■ Consegna ■
Puoi riscrivere tutte queste righe sostituendo "could you box" con "could you outline" e lasciando invariato tutto il resto?

■ Estratti di dati su regioni etichettate ■
<<<<

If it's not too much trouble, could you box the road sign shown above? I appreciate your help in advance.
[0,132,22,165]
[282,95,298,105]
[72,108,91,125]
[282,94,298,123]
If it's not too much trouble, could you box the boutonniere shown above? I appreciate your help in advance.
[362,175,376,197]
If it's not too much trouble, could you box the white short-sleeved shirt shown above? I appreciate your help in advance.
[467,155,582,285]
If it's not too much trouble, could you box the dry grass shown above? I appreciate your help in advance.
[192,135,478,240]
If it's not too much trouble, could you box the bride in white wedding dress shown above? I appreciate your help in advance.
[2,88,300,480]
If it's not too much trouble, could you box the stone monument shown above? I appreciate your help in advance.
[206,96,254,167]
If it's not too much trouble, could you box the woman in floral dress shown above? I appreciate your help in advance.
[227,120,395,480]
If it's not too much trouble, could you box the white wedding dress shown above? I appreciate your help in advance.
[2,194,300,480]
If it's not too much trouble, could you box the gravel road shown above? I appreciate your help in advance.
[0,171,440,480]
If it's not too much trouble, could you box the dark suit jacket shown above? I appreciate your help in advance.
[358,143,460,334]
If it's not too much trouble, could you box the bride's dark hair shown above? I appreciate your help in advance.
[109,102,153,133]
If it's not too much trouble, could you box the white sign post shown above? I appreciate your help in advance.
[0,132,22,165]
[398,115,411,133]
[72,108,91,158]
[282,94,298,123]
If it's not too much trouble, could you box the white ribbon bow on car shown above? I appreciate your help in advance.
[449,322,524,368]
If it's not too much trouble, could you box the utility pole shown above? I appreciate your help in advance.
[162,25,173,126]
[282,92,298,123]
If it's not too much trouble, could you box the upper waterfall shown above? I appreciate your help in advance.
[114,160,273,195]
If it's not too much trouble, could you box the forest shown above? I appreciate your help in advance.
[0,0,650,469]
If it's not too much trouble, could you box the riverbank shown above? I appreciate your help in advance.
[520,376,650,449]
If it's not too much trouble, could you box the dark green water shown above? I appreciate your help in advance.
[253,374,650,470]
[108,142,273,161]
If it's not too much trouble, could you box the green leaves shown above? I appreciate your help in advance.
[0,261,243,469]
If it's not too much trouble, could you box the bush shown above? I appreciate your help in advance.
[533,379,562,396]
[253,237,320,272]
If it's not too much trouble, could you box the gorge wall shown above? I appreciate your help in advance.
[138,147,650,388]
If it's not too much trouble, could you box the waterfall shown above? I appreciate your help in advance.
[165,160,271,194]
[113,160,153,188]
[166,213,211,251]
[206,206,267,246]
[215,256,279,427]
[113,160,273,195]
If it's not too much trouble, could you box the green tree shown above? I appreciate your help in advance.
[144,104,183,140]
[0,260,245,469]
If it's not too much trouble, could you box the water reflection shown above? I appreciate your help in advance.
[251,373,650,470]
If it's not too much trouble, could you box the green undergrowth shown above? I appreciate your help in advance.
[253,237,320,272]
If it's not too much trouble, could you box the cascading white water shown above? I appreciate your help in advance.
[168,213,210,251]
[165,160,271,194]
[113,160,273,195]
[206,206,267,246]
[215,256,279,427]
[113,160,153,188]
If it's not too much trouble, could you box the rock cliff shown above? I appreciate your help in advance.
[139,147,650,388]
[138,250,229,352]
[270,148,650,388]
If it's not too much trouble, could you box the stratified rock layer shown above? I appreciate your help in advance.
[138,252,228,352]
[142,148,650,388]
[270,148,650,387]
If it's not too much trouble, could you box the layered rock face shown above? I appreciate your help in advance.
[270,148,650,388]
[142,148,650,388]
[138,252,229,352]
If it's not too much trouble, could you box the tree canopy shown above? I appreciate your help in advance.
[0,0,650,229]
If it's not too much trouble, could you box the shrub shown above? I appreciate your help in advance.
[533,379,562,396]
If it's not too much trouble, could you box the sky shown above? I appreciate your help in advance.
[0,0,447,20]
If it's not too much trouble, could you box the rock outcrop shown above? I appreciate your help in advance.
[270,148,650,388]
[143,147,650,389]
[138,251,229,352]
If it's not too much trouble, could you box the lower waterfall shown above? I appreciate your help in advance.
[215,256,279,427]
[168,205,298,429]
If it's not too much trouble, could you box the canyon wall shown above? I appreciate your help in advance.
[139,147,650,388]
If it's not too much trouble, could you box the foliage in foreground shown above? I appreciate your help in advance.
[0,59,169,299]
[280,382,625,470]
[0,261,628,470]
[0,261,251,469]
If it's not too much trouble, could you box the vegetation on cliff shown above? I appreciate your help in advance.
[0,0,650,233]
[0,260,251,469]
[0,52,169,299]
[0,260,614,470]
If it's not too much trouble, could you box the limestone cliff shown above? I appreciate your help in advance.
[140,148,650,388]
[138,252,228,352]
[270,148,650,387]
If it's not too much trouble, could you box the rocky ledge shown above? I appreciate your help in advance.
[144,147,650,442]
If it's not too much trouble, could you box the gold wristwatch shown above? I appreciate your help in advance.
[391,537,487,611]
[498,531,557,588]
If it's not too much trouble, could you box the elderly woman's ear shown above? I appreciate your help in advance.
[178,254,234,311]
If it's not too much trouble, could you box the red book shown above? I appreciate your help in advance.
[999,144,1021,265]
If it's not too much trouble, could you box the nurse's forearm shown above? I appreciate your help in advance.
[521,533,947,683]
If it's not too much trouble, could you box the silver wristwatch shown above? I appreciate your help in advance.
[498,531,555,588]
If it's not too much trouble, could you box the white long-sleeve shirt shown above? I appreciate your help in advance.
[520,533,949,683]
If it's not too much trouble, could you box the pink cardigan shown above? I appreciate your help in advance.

>>>>

■ Compito svolto ■
If it's not too much trouble, could you outline the road sign shown above? I appreciate your help in advance.
[0,132,22,165]
[282,95,298,105]
[72,108,91,125]
[282,94,298,123]
If it's not too much trouble, could you outline the boutonniere shown above? I appreciate your help in advance.
[362,175,376,197]
If it's not too much trouble, could you outline the white short-sleeved shirt shown above? I appreciate your help in advance.
[467,155,582,285]
If it's not too much trouble, could you outline the dry grass shown above? I appreciate your help in advance.
[192,135,478,240]
If it's not too much trouble, could you outline the bride in white wedding dress shown above? I appreciate your help in advance.
[2,88,300,480]
If it's not too much trouble, could you outline the stone monument shown above? I appreciate your help in advance.
[206,96,254,167]
If it's not too much trouble, could you outline the woman in floral dress shown above? I appreciate your help in advance.
[227,120,395,480]
If it's not too much trouble, could you outline the white wedding dress shown above? I appreciate your help in advance.
[2,194,300,480]
If it's not too much trouble, could you outline the gravel road shown above? I appreciate your help in advance.
[0,171,440,480]
If it's not too much trouble, could you outline the dark suit jacket shown above? I appreciate your help in advance.
[358,143,460,334]
If it's not too much trouble, could you outline the bride's dark hair shown above? I appreciate your help in advance.
[109,102,153,133]
If it's not too much trouble, could you outline the white sign post shown above? I appreciate your help in advance.
[0,132,22,165]
[398,115,411,133]
[72,108,91,158]
[282,94,298,123]
If it's not too much trouble, could you outline the white ribbon bow on car shown above? I appreciate your help in advance.
[449,322,524,368]
If it's not too much trouble, could you outline the utility pole shown above? I appreciate your help in advance.
[162,25,173,126]
[282,92,298,123]
If it's not too much trouble, could you outline the upper waterfall shown above? I appreciate your help in advance.
[114,160,273,195]
If it's not too much trouble, could you outline the forest shown above? I appreciate your help in advance.
[0,0,650,469]
If it's not too much trouble, could you outline the riverbank shown above? I appreciate your help in advance.
[520,376,650,449]
If it's not too much trouble, could you outline the dark green water shown above? I appreciate your help in advance.
[253,374,650,470]
[108,142,273,161]
If it's not too much trouble, could you outline the green leaves shown above? I appreciate your help in advance.
[0,261,243,469]
If it's not too much trouble, could you outline the bush shown above? I appreciate your help in advance.
[533,379,562,396]
[253,237,320,272]
If it's not too much trouble, could you outline the gorge wall shown above? I appreciate your help in advance.
[138,147,650,388]
If it's not too much trouble, could you outline the waterfall shown above? I appreciate your help in advance.
[165,160,271,194]
[113,160,153,188]
[166,213,211,251]
[206,206,267,246]
[215,256,279,427]
[113,160,273,195]
If it's not too much trouble, could you outline the green tree shown above? I appreciate your help in advance.
[144,104,183,140]
[0,260,245,469]
If it's not too much trouble, could you outline the water reflection shown above? I appreciate your help in advance.
[251,373,650,470]
If it's not too much trouble, could you outline the green undergrowth shown above? I appreciate your help in advance.
[253,237,320,272]
If it's not too much trouble, could you outline the cascading white water shown above? I appreciate your help in advance.
[168,213,210,251]
[165,160,271,194]
[113,160,273,195]
[206,206,267,246]
[215,256,279,427]
[113,160,153,188]
If it's not too much trouble, could you outline the rock cliff shown above? I appreciate your help in advance.
[139,147,650,388]
[138,250,229,352]
[270,148,650,388]
If it's not too much trouble, could you outline the stratified rock layer shown above? I appreciate your help in advance.
[138,252,228,352]
[142,148,650,388]
[270,148,650,387]
If it's not too much trouble, could you outline the layered rock face shown above? I appreciate your help in advance.
[270,148,650,388]
[142,148,650,388]
[138,252,229,352]
If it's not too much trouble, could you outline the tree canopy shown above? I appreciate your help in advance.
[0,0,650,229]
If it's not too much trouble, could you outline the shrub shown above? I appreciate your help in advance.
[533,379,562,396]
If it's not too much trouble, could you outline the sky shown above? I appreciate your help in advance.
[0,0,447,20]
If it's not too much trouble, could you outline the rock outcrop shown above? I appreciate your help in advance.
[270,148,650,388]
[143,147,650,389]
[138,251,229,352]
If it's not too much trouble, could you outline the lower waterfall shown above? I appreciate your help in advance.
[215,256,279,427]
[168,205,298,429]
If it's not too much trouble, could you outline the canyon wall shown above? I appreciate your help in advance.
[139,147,650,388]
If it's not too much trouble, could you outline the foliage in foreground shown above? I appreciate your help in advance.
[0,59,169,299]
[280,382,625,470]
[0,261,628,470]
[0,261,251,469]
If it's not too much trouble, could you outline the vegetation on cliff shown above? I appreciate your help in advance.
[0,0,650,233]
[0,260,251,469]
[0,52,169,299]
[0,260,614,470]
If it's not too much trouble, could you outline the limestone cliff shown above? I appreciate your help in advance.
[140,148,650,388]
[138,252,228,352]
[270,148,650,387]
If it's not too much trouble, could you outline the rocky ledge shown above? I appreciate your help in advance.
[144,147,650,442]
If it's not too much trouble, could you outline the gold wristwatch shown above? I appreciate your help in advance.
[391,537,487,611]
[498,531,557,588]
If it's not too much trouble, could you outline the elderly woman's ear shown above? I appreciate your help in advance.
[178,254,234,311]
If it's not too much trouble, could you outline the red book shown above? I appreciate your help in advance.
[999,144,1021,265]
If it's not too much trouble, could you outline the nurse's forearm shown above? I appreciate your help in advance.
[521,533,947,683]
If it's not too much trouble, could you outline the silver wristwatch shown above? I appreciate your help in advance.
[498,531,555,588]
If it's not too much trouble, could you outline the white long-sleeve shirt shown above? I appreciate your help in advance.
[520,533,949,683]
If it's not too much trouble, could you outline the pink cardigan shown above? I appreciate your help in advance.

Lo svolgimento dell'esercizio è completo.